> [Text extract]:
Let’s reimplement the decoder using Python and build up a strings table:

def rigmarole(d): 
    result = ""
    for i in range(0, len(d), 4):
        c1 = int(d[i:i+2], 16)
        c2 = int(d[i+2:i+4], 16)
        c = c1 - c2 
        result += chr(c)
    return result 

with open("F.L.txt", "r") as f:
    data = f.read().split('.')
    
for j in range(len(data)):
    print(j, rigmarole(data[j]))

This gives us:

0 AppData
1 \Microsoft\stomp.mp3
2 play
3 FLARE-ON
4 Sorry, this machine is not supported.
5 FLARE-ON
6 Error
7 winmgmts:\\.\root\CIMV2
8 SELECT Name FROM Win32_Process
9 vbox
10 WScript.Network
11 \Microsoft\v.png

Now we can replace all occurrences of rigmarole with the strings. Here is the first part:

If GetInternetConnectedState = False Then
    MsgBox "Cannot establish Internet connection.", vbCritical, "Error"
    End
End If

Set fudgel = GetObject("winmgmts:\\.\root\CIMV2")
Set twattling = fudgel.ExecQuery("SELECT Name FROM Win32_Process", , 48)

> [Stated exercise A]:
In the decoder write-up, what does the decoded string at index 4 say?
> [Stated exercise B]:
List every built-in Python function the decoder write-up's script calls.
> [Stated exercise C]:
Please proceed with the decoder write-up from the point where it stops.

Extracted data entries:
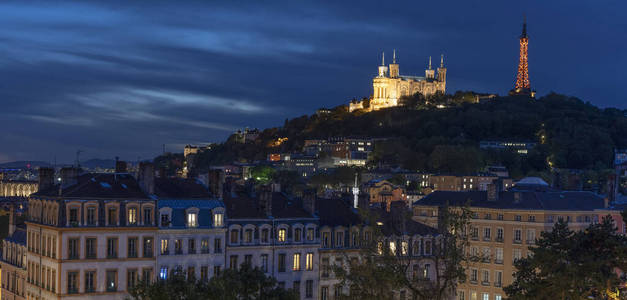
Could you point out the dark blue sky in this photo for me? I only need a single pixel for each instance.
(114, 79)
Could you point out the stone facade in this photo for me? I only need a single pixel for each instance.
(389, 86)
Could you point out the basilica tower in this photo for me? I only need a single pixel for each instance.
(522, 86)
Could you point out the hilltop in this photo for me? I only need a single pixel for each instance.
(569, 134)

==

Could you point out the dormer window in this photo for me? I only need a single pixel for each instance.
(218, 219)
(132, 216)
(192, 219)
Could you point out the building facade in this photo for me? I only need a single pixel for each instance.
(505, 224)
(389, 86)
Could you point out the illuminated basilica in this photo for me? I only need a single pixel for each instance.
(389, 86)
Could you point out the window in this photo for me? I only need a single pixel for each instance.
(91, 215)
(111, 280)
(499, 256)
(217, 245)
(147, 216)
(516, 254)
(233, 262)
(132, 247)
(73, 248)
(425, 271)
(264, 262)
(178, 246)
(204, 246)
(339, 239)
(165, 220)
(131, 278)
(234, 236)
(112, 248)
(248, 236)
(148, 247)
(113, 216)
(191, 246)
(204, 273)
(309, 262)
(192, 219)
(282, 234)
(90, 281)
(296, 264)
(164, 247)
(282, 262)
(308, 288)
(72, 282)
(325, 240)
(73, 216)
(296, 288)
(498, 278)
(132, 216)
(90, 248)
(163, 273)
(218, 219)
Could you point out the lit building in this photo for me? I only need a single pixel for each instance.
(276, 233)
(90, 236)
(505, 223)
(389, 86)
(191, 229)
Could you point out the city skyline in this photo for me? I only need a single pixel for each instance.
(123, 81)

> [Task output A]:
Sorry, this machine is not supported.

> [Task output B]:
range, len, int, chr, open, print

> [Task output C]:
For Each p In twattling
    Dim pos As Integer
    pos = InStr(LCase(p.Name), "vmw") + InStr(LCase(p.Name), "vmt") + InStr(LCase(p.Name), "vbox"))
    If pos > 0 Then
        MsgBox "Sorry, this machine is not supported.", vbCritical, rigmarole(onzo(6))
        End
    End If
Next

The code above checks for internet connection (which a lot of automatic malware analysis tools disable), and secondly it looks for a list of known processes that are running when using a virtual machine. If any of these checks are met, the program exits. This can therefore be classified as an anti analysis technique, and can be ignored.

Then we get to our second part:

xertz = Array(&H11, &H22, &H33, &H44, &H55, &H66, &H77, &H88, &H99, &HAA, &HBB, &HCC, &HDD, &HEE)

wabbit = canoodle(F.T.Text, 0, 168667, xertz)
mf = Environ("AppData") & "\Microsoft\stomp.mp3"
Open mf For Binary Lock Read Write As #fn
    Put #fn, , wabbit
Close #fn

mucolerd = mciSendString("play " & mf, 0&, 0, 0)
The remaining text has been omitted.